CE QU'IL FAUT
Répondez à ces questions d'après l'éditorial ci-dessous :
1. Quel est le numéro de l'émission, et quel jour a-t-elle été diffusée ?
2. En quel mois et quelle année Glénat a-t-il lancé le magazine Kaméha ?
3. Dans quel numéro de BoDoï le porte-parole des éditions Tonkam est-il interviewé, et comment s'appelle-t-il ?

PASSAGE CITÉ
^^^^^^^^

Les éditos d'
Émission nº105, diffusée le Dimanche 16 Février 1998.Sujet: Évolution du marché du manga traduit en français ; politique du prix du Livre en Europe.
© Xavier MOUTON-DUBOSC / <FMR> France - Février 1998.
« Le marché bouge, les tendances changent, les modes passent...
Le manga a particulièrement explosé en France à partir de la publication par Glénat d' "Akira", la série culte d'Otomo. Le même éditeur avait lancé dans la le magazine Kaméha en Juillet 1994 en regroupant plusieurs prépublications. Mais le problème de ce magazine fut de parler et de jeux vidéos et d'imports et de films violents, sans trop savoir à quel tranche d'âge il s'adresse. Dans tous les cas, un lecteur de manga laissait bien souvent son cerveau au vestiaire!
Mais désormais, le consommateur manga en a marre des clichés. Kaméha s'arrête ce mois-ci, après une carrière certes un peu courte mais quand même bien remplie. La raison? Peut être est-elle quelque part dans le numéro 5 (Février) de BoDoï, où est interviewé le porte-parole des éditions Tonkam, Dominique VÉRÊT...

^^^^^^^^

DONNÉES FOURNIES
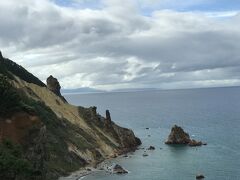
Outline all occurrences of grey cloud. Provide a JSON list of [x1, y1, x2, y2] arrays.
[[0, 0, 240, 89]]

^^^^^^^^

RÉPONSE ATTENDUE
1. Émission nº105, diffusée le dimanche 16 février 1998.
2. En juillet 1994.
3. Dans le numéro 5 (février) ; il s'appelle Dominique VÉRÊT.